### Task A
In the passage on assessing injuries, how deep does the probe's infrared light penetrate?
### Task B
Reproduce the part of the passage on assessing injuries that falls between "He and his colleagues" and "level of shock.", inclusive.

To distinguish critical injuries from less serious ones, Ryder is harnessing a noninvasive method called near-infrared spectroscopy. In this technique, Kenneth Proctor, a professor of surgery and anesthesiology, employs a fiber-optic probe. When placed on the head or torso, the probe emits infrared light, which penetrates skin, muscle, and bone to about three-quarters of an inch. Because the underlying tissue reflects light differently depending on how well it is oxygenated, Proctor says, the probe can detect if oxygen levels are declining near the surface of the body. If someone is in shock from internal bleeding, the body shunts blood to the most critical organs—the heart and brain—while constricting blood flow to peripheral tissues. “The probe can tell us whether a patient is just shaken up or truly in physiological shock,” Proctor says.

He and his colleagues are also refining a technique that measures variability in heart rate to get yet another read on just how hurt someone is. The strategy, which involves analyzing a patient’s EKG signal, rests on an intriguing observation: Healthy people have more variable heart rates than sick individuals. The brain-dead fall at the extreme end of the spectrum; their hearts beat steady as a metronome. Thus the degree of heart-rate variability, or rather, invariability, provides a means of assessing a patient’s level of shock.

### Stored data entries
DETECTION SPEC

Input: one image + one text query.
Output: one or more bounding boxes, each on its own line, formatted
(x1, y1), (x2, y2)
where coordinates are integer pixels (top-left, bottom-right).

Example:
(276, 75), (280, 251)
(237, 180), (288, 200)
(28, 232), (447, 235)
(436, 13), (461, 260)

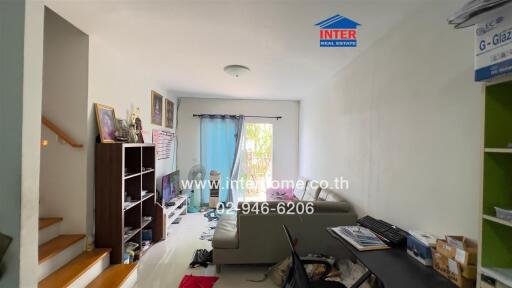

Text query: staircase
(37, 218), (137, 288)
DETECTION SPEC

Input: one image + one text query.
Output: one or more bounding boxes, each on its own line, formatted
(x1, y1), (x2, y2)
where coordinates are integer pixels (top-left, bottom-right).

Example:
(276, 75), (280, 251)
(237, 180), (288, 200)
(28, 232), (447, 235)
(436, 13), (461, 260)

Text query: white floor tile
(136, 213), (276, 288)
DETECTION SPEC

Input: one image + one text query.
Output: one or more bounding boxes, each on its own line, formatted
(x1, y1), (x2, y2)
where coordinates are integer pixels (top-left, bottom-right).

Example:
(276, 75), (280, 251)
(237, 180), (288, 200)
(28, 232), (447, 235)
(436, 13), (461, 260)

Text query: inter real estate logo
(315, 14), (361, 47)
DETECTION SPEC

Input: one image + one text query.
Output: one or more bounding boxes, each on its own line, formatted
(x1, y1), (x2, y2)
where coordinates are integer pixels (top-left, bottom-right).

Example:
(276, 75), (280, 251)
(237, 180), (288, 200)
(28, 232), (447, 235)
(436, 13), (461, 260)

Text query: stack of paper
(448, 0), (512, 28)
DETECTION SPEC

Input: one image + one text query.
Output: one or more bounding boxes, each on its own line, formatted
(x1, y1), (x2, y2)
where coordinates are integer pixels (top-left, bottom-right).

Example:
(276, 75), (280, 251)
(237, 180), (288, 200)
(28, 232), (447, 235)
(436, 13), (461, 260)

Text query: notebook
(331, 226), (389, 251)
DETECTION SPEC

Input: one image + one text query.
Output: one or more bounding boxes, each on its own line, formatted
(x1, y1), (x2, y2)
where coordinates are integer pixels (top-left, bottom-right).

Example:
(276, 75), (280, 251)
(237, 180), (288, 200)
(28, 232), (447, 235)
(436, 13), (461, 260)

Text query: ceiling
(47, 0), (426, 100)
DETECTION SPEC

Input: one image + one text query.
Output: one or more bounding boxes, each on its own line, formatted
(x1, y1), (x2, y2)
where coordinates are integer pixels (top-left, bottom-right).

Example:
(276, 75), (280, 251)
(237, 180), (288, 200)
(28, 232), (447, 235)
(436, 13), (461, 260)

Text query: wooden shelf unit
(478, 81), (512, 283)
(94, 143), (162, 264)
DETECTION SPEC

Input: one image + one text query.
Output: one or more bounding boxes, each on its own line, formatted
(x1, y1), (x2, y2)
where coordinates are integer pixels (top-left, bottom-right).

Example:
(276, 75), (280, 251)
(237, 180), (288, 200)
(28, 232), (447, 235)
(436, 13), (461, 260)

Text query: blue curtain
(201, 117), (238, 204)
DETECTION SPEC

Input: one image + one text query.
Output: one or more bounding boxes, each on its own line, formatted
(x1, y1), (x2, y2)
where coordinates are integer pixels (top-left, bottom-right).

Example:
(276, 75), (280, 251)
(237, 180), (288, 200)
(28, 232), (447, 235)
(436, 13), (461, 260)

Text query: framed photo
(151, 91), (164, 126)
(165, 99), (174, 129)
(95, 103), (116, 143)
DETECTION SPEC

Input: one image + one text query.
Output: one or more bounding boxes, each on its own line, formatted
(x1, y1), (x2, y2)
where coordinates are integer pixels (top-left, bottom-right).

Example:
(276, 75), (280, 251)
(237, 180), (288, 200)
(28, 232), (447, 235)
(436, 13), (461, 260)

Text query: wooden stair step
(39, 234), (85, 264)
(87, 264), (137, 288)
(39, 217), (62, 230)
(38, 249), (110, 288)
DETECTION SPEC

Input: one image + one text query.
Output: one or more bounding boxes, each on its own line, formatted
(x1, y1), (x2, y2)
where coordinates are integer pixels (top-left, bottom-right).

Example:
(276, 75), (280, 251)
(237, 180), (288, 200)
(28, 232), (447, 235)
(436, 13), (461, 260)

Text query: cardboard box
(436, 240), (457, 259)
(448, 259), (476, 288)
(436, 236), (478, 265)
(431, 248), (448, 278)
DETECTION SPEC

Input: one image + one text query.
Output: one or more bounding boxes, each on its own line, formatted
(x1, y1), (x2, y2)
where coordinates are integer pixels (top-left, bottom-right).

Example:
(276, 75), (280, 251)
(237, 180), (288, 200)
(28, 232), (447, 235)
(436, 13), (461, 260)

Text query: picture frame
(165, 98), (174, 129)
(151, 90), (164, 126)
(94, 103), (116, 143)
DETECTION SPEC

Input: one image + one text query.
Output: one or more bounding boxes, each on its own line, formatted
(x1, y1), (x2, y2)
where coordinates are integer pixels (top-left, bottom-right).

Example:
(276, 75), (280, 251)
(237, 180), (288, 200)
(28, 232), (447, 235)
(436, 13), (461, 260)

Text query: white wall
(39, 9), (89, 234)
(178, 98), (299, 180)
(0, 0), (43, 287)
(300, 1), (483, 238)
(87, 35), (177, 238)
(20, 1), (44, 287)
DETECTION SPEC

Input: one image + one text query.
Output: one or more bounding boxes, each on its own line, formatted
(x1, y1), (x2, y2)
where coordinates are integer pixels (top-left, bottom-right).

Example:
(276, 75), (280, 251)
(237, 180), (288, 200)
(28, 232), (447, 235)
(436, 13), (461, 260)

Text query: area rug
(179, 275), (219, 288)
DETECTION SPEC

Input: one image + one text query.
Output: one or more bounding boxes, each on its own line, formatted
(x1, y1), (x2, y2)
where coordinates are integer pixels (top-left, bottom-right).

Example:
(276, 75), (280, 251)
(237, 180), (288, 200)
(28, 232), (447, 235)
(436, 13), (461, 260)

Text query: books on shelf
(331, 226), (389, 251)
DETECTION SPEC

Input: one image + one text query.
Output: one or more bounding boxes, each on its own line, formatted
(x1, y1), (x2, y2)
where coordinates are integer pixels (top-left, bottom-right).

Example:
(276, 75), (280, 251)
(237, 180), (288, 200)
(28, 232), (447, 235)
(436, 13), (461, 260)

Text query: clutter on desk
(407, 231), (437, 266)
(331, 226), (389, 251)
(432, 236), (478, 288)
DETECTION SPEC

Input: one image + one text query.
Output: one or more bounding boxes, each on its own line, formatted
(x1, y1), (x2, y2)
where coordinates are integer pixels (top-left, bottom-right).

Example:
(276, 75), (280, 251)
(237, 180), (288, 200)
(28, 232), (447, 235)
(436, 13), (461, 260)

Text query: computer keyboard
(357, 216), (409, 247)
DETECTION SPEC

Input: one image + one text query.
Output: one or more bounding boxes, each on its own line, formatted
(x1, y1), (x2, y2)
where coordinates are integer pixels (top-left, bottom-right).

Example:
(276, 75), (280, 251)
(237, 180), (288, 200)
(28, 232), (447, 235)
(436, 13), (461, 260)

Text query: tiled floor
(137, 213), (276, 288)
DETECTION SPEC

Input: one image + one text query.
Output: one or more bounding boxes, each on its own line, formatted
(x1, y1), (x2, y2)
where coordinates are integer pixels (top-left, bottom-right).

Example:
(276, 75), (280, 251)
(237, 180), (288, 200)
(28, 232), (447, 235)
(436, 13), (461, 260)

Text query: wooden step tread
(39, 234), (85, 264)
(38, 249), (110, 288)
(39, 217), (62, 230)
(87, 264), (137, 288)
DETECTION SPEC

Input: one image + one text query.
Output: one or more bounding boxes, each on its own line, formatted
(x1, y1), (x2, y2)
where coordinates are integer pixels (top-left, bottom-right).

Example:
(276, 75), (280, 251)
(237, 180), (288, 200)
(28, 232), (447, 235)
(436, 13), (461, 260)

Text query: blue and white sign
(475, 5), (512, 81)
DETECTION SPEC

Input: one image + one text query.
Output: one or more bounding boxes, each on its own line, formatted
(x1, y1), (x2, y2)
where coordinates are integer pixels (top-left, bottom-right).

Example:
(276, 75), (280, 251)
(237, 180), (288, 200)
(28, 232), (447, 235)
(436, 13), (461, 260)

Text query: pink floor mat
(179, 275), (219, 288)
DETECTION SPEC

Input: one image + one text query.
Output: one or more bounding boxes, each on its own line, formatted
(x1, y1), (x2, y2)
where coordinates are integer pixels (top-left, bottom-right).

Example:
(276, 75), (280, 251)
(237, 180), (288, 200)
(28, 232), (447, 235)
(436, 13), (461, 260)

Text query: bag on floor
(248, 257), (292, 287)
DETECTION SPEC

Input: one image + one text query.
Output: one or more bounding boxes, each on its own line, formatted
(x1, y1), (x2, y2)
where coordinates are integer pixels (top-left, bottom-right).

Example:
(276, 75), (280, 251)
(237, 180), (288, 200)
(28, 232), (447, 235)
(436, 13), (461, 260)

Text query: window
(240, 123), (273, 201)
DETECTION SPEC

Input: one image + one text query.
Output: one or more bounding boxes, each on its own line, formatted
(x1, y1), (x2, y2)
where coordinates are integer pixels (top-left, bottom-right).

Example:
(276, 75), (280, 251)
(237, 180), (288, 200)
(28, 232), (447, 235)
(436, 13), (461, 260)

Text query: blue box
(407, 235), (432, 266)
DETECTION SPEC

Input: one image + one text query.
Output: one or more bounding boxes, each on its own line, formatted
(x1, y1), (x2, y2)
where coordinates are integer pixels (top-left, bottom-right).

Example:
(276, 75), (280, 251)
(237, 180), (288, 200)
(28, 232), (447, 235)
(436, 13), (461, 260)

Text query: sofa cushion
(212, 215), (238, 249)
(301, 181), (322, 201)
(293, 177), (309, 200)
(317, 189), (345, 202)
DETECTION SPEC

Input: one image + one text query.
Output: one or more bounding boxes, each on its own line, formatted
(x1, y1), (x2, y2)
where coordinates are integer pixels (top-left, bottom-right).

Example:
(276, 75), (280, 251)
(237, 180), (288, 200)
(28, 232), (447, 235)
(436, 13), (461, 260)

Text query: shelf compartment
(140, 219), (153, 229)
(124, 146), (142, 175)
(485, 81), (512, 147)
(123, 201), (140, 212)
(482, 267), (512, 287)
(482, 220), (512, 268)
(141, 193), (155, 201)
(141, 171), (155, 198)
(123, 175), (141, 201)
(483, 153), (512, 215)
(123, 228), (140, 246)
(483, 215), (512, 228)
(484, 148), (512, 153)
(142, 146), (155, 169)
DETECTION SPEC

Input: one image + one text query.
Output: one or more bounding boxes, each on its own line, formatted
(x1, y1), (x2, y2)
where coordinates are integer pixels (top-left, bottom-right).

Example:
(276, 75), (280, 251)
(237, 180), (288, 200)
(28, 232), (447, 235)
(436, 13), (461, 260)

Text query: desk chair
(283, 225), (347, 288)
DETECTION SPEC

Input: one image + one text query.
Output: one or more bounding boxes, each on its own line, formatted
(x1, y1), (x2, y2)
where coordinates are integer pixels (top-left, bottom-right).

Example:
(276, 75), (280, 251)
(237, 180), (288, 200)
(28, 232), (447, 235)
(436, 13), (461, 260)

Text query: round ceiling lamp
(224, 65), (251, 78)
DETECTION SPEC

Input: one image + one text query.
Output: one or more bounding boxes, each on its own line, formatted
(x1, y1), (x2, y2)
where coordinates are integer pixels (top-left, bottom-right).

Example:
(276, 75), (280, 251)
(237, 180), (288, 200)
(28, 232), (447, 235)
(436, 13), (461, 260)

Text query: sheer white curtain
(228, 115), (245, 207)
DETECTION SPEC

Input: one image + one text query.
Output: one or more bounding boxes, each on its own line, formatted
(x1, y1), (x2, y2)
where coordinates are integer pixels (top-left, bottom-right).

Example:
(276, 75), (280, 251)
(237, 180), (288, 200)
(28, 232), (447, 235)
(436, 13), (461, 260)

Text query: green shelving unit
(479, 81), (512, 287)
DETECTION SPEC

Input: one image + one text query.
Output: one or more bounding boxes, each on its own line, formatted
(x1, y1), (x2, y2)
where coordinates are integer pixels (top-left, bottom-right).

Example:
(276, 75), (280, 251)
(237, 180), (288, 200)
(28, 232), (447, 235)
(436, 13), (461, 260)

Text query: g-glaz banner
(475, 5), (512, 81)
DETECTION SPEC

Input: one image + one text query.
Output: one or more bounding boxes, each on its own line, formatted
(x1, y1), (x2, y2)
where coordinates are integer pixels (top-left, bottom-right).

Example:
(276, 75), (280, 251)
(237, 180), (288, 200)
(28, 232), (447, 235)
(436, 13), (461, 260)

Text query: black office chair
(283, 225), (347, 288)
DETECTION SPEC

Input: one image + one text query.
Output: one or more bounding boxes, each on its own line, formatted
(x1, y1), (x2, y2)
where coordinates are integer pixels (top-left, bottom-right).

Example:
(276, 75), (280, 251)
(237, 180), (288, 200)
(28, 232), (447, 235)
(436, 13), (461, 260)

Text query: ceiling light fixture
(224, 65), (251, 78)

### Task result A
About three-quarters of an inch, through skin, muscle, and bone.

### Task result B
He and his colleagues are also refining a technique that measures variability in heart rate to get yet another read on just how hurt someone is. The strategy, which involves analyzing a patient’s EKG signal, rests on an intriguing observation: Healthy people have more variable heart rates than sick individuals. The brain-dead fall at the extreme end of the spectrum; their hearts beat steady as a metronome. Thus the degree of heart-rate variability, or rather, invariability, provides a means of assessing a patient’s level of shock.